For the material below, output exactly the span from the line with "Target: metal grid structure" to the line with "Target: sky gradient", including both, and nothing besides.

# AVAILABLE DATA

+-------+

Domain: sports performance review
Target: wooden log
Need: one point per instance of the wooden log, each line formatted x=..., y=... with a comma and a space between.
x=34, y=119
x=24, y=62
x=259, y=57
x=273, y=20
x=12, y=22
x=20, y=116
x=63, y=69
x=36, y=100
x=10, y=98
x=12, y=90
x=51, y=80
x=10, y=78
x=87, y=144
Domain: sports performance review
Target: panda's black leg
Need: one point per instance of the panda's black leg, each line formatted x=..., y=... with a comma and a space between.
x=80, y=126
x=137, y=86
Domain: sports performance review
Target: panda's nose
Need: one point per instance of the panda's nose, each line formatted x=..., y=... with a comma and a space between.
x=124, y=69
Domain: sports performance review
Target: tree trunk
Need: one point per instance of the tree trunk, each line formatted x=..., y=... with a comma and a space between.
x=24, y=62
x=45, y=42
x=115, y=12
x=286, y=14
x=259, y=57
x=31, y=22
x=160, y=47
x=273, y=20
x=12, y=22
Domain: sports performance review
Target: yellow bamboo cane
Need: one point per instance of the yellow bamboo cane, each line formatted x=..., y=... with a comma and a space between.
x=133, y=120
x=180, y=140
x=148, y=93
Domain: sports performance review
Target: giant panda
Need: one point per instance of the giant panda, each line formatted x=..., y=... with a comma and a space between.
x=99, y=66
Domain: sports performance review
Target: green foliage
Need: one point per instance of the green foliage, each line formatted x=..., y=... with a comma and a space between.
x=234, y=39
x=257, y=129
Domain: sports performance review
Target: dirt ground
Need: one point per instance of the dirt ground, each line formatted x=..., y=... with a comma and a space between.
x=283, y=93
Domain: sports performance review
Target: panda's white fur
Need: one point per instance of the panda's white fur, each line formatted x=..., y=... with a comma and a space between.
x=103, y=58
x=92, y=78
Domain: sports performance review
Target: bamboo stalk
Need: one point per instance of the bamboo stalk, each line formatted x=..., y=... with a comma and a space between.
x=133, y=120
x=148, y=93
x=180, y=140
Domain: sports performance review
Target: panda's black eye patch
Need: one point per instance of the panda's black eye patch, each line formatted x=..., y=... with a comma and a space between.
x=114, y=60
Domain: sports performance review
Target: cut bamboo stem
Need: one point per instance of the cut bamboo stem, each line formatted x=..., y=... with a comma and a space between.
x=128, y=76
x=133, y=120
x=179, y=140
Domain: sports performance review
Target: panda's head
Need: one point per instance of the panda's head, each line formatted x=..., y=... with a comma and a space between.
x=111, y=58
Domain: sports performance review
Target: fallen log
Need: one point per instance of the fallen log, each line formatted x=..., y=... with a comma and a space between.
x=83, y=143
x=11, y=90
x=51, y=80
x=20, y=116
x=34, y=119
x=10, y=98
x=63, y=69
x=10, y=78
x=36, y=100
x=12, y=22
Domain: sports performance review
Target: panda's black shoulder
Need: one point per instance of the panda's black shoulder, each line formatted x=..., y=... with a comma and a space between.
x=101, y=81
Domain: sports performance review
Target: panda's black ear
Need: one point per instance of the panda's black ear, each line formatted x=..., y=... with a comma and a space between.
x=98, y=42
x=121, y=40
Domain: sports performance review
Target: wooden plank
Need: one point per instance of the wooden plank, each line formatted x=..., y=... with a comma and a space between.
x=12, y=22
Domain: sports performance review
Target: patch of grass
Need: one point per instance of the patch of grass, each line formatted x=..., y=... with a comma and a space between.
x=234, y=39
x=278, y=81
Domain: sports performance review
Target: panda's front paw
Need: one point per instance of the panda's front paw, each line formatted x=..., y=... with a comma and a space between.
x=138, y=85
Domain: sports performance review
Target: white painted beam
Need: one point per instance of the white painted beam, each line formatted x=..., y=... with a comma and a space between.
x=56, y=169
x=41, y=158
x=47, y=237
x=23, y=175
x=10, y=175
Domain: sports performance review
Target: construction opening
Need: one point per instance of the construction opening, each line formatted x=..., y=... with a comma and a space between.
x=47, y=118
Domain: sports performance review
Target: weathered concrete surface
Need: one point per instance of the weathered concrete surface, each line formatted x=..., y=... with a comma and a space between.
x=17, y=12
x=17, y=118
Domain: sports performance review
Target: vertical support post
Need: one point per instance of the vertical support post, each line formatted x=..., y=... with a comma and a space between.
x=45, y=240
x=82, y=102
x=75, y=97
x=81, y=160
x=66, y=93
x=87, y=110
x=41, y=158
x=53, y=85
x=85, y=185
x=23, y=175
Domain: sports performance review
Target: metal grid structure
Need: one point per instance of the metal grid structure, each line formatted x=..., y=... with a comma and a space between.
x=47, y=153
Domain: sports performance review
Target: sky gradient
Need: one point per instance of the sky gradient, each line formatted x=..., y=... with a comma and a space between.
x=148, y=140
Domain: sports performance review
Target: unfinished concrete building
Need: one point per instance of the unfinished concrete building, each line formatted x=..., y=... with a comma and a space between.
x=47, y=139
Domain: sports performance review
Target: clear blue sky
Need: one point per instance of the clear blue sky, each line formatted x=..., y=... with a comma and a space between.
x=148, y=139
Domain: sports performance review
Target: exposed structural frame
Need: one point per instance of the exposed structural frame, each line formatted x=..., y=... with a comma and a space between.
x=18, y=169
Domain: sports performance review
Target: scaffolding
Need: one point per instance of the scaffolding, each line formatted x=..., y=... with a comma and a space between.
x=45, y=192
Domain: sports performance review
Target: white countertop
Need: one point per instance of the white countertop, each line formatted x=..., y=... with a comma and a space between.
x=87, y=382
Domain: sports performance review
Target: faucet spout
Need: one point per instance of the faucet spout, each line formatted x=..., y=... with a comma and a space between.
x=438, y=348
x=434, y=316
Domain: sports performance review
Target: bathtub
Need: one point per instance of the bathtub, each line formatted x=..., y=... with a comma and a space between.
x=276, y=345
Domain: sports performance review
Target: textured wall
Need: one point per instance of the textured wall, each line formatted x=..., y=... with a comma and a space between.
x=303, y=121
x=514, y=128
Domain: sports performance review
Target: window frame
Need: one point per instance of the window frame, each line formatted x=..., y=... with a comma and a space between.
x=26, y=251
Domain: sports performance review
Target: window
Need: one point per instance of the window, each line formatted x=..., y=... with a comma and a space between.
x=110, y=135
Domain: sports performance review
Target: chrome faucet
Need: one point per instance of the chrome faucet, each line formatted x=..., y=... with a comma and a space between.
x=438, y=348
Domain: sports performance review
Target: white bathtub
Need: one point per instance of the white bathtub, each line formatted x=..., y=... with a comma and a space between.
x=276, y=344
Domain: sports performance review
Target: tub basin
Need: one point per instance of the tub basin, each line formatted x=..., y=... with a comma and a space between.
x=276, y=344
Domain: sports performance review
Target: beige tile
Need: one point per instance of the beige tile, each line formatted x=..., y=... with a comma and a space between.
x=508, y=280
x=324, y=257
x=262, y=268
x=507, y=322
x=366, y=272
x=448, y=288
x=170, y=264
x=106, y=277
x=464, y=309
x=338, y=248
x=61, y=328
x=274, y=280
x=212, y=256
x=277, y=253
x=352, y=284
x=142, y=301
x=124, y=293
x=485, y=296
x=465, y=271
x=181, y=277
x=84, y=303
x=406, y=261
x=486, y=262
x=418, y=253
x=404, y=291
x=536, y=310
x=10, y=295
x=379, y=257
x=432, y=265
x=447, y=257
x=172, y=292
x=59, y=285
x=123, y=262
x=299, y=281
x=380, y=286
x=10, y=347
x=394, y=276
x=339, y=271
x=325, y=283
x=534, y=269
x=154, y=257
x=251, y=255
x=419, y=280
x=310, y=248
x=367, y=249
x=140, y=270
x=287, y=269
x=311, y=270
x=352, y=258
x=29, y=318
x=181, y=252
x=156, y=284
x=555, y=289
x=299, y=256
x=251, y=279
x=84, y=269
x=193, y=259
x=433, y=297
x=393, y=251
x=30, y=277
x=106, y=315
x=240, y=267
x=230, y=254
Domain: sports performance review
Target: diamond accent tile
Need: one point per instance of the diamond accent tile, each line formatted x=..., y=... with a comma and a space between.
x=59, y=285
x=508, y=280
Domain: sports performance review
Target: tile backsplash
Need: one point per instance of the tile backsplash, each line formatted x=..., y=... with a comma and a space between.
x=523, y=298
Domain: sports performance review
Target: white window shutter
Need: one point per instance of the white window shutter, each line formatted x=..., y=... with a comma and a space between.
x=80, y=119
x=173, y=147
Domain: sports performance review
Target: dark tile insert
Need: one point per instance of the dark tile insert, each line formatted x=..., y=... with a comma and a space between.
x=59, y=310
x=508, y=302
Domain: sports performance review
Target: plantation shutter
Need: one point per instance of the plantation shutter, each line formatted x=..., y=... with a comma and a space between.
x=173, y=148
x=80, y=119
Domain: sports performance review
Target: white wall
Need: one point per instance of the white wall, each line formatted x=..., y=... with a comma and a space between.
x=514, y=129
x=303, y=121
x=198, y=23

+-------+

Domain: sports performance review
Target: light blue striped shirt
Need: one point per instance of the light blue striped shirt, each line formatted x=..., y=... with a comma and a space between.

+-------+

# RESPONSE BELOW
Target: metal grid structure
Need: one point per instance of the metal grid structure, each line formatted x=..., y=... with a comma and a space between.
x=47, y=153
Domain: sports performance review
Target: sky gradient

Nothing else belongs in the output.